Work to be completed: Count the lines below that contain the string "skirt". Case matters. Reply with the number alone.
* begin Given records *
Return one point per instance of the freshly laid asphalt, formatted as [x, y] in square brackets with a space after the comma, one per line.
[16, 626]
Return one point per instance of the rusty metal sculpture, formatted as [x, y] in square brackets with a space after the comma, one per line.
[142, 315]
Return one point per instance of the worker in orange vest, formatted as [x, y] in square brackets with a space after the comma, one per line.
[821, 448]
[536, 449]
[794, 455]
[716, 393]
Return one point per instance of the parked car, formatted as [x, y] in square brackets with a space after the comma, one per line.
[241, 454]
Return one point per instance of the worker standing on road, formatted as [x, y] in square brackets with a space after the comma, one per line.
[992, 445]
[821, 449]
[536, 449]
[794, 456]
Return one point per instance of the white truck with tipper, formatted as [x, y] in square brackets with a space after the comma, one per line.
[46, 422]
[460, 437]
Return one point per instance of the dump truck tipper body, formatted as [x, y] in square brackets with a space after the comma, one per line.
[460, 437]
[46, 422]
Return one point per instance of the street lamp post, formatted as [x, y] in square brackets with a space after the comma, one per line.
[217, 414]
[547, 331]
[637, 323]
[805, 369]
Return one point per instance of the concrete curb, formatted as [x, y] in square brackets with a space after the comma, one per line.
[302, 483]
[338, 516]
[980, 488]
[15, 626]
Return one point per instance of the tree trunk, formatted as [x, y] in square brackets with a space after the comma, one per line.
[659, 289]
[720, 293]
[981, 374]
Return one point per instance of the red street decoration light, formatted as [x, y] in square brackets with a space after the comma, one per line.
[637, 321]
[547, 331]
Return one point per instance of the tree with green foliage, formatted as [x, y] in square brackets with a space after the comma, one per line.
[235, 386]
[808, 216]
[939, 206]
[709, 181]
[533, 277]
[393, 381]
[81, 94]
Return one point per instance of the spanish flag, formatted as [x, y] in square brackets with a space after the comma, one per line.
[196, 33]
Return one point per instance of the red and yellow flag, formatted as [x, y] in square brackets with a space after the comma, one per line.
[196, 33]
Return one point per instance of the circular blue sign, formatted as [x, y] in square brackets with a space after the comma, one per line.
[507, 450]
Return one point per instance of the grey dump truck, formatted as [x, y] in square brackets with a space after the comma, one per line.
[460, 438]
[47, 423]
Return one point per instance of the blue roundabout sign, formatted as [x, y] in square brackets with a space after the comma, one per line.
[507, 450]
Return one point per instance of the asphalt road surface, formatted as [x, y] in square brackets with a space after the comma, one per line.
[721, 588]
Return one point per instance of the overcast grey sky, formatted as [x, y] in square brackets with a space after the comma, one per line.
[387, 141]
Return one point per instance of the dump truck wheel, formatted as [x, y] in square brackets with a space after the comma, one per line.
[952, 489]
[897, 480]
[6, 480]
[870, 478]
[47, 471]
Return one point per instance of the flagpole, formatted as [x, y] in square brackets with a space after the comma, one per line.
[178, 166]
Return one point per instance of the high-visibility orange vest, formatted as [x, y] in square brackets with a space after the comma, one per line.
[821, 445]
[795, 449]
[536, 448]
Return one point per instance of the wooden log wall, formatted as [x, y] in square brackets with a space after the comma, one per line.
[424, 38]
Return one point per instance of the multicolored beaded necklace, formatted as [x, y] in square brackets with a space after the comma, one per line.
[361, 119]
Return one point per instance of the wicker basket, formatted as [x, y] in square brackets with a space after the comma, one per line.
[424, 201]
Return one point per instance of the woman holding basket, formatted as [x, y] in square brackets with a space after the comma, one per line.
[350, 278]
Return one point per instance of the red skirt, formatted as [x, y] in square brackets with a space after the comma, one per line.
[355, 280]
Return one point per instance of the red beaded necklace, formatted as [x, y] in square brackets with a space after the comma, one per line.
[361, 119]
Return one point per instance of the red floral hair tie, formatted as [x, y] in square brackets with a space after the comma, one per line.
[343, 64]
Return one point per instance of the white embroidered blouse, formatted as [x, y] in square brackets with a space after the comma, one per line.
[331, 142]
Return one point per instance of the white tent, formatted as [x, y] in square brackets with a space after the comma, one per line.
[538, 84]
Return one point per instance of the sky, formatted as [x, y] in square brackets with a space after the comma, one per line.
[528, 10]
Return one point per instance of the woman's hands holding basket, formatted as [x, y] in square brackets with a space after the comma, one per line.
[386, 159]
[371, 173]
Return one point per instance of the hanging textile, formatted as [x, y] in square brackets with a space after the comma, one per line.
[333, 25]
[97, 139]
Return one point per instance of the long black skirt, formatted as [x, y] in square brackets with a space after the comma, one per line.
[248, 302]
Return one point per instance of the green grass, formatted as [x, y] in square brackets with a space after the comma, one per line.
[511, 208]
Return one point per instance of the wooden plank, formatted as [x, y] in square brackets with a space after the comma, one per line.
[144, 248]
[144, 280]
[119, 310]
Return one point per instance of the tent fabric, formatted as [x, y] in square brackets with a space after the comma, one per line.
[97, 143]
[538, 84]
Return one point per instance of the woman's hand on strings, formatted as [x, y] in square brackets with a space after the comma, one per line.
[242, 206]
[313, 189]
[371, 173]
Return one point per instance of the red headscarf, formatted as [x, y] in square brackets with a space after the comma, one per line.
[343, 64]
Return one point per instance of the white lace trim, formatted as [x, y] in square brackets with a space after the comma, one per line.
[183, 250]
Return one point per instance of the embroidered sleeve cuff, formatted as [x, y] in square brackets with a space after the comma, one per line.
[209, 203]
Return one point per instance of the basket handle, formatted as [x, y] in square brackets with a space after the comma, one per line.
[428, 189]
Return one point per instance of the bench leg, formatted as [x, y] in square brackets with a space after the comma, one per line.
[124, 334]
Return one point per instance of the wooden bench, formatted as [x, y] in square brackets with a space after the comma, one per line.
* end Given records *
* begin Given records *
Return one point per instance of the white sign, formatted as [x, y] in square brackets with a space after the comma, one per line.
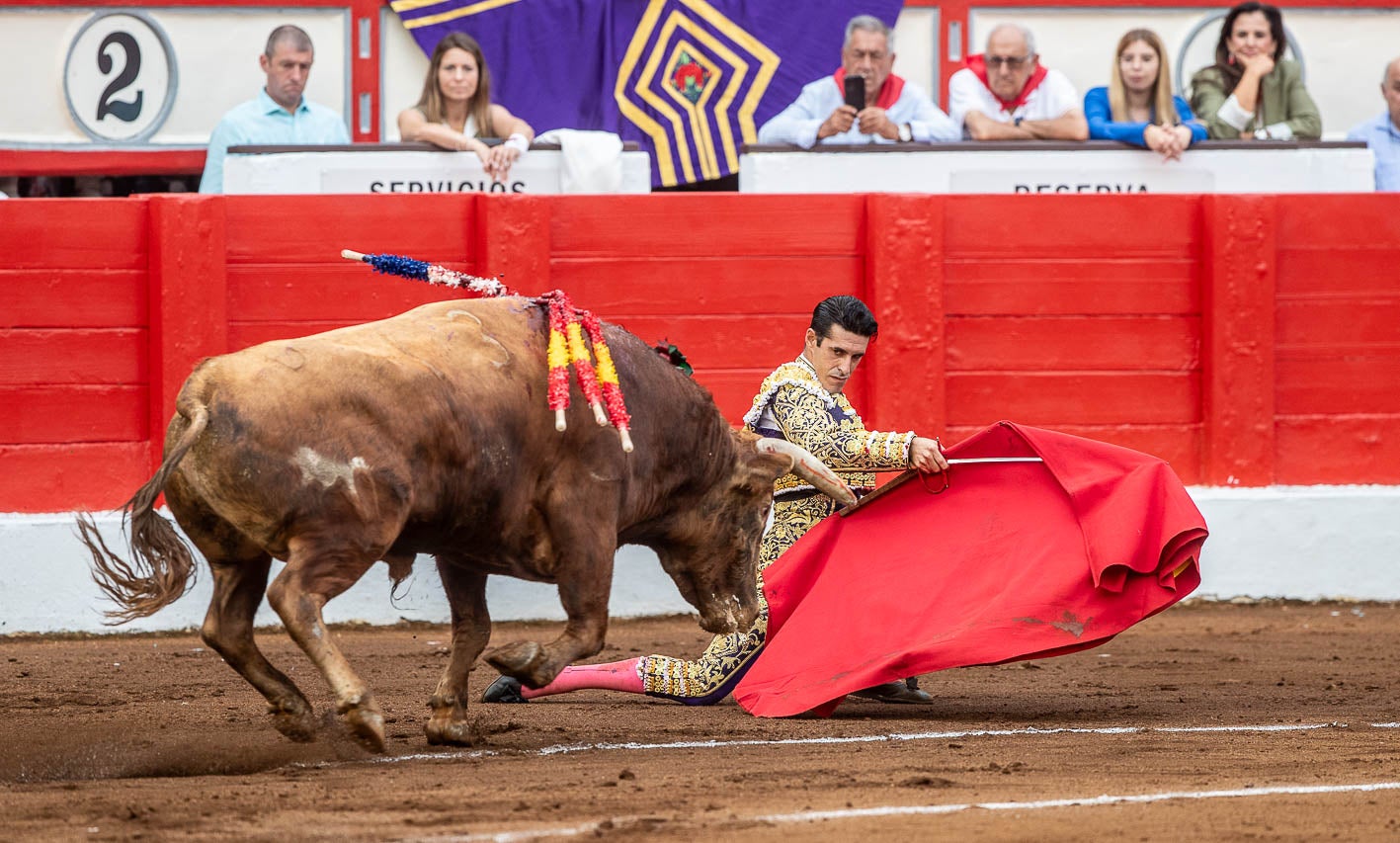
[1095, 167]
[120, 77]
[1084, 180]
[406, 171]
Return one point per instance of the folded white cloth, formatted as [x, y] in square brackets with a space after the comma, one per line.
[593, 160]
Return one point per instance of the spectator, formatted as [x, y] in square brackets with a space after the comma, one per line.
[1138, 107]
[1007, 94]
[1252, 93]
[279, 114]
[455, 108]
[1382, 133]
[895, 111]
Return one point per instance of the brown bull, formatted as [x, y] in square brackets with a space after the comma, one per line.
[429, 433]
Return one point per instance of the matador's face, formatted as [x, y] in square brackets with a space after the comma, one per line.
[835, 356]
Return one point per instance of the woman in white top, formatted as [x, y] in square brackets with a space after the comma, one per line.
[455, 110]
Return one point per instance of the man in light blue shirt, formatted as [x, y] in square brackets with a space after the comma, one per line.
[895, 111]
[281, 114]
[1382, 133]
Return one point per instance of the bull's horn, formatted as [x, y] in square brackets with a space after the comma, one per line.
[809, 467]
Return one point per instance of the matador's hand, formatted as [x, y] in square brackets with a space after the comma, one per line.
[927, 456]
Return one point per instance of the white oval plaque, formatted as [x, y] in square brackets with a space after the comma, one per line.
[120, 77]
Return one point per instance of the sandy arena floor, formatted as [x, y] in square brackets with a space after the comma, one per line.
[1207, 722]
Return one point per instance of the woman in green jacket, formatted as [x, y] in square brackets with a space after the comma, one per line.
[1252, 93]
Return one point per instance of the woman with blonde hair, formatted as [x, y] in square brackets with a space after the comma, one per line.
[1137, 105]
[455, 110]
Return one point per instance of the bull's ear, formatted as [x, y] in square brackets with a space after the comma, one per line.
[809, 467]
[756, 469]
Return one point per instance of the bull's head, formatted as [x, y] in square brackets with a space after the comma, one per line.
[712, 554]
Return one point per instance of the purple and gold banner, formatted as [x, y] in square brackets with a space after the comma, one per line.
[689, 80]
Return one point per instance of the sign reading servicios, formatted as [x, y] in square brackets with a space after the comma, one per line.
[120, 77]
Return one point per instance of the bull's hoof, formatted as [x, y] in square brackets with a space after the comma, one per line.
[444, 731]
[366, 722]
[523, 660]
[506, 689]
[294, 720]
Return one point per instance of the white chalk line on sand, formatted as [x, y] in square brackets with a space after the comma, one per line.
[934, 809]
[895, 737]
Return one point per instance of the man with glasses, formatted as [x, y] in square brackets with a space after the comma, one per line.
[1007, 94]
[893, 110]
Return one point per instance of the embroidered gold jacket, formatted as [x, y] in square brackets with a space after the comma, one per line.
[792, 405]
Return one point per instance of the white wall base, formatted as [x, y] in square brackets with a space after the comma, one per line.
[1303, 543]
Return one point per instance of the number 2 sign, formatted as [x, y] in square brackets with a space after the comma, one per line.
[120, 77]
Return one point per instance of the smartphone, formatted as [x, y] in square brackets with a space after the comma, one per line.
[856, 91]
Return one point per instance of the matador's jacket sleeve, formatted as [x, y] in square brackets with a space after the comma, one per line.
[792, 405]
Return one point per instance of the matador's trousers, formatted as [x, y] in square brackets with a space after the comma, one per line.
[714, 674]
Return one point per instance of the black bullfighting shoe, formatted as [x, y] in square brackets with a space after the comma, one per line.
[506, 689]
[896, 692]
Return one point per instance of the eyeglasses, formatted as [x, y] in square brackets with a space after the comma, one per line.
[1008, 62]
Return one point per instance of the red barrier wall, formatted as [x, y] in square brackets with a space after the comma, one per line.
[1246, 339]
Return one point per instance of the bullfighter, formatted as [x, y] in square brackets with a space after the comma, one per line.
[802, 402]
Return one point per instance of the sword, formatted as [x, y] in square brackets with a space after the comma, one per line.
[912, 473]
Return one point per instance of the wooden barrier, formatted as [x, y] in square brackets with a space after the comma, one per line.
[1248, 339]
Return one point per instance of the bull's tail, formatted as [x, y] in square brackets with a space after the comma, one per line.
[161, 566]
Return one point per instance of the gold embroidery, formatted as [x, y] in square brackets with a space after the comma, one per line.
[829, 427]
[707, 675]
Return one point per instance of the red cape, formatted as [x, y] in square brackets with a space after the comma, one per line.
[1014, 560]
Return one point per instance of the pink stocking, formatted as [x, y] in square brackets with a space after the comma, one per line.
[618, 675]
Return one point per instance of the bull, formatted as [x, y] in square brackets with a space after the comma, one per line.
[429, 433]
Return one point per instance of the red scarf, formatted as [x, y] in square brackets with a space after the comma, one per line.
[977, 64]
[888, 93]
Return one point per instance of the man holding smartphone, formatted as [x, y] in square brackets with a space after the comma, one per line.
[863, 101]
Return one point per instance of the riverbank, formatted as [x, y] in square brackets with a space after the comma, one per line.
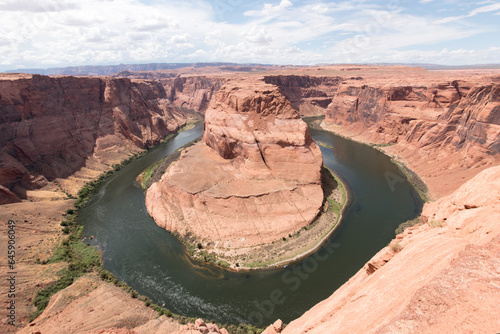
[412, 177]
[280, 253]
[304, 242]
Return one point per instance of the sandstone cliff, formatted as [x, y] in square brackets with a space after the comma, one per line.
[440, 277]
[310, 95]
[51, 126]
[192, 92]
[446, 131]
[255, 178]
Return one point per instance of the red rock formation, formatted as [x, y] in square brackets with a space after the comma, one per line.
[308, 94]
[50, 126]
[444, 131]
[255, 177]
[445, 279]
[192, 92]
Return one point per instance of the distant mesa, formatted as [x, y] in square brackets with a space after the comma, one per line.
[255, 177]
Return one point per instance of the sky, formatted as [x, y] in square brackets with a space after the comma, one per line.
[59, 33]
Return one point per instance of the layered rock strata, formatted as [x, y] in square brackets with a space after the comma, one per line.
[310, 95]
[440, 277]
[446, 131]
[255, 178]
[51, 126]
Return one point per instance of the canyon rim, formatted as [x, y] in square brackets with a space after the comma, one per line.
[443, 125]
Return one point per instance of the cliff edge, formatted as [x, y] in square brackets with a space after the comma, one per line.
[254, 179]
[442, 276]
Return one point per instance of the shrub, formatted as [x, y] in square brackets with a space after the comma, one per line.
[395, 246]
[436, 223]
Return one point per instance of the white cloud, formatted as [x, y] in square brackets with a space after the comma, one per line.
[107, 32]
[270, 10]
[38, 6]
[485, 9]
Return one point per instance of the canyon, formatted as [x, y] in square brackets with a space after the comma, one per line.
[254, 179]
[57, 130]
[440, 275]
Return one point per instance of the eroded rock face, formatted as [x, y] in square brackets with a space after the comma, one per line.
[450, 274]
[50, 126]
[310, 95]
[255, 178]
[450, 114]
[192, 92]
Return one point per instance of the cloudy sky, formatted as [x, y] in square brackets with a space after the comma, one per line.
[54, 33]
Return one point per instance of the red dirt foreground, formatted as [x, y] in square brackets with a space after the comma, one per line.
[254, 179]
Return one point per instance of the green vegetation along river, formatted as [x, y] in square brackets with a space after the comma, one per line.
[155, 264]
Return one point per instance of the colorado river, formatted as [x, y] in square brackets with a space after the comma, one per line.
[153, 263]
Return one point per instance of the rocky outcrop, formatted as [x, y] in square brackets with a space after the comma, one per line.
* end Given records *
Response: 2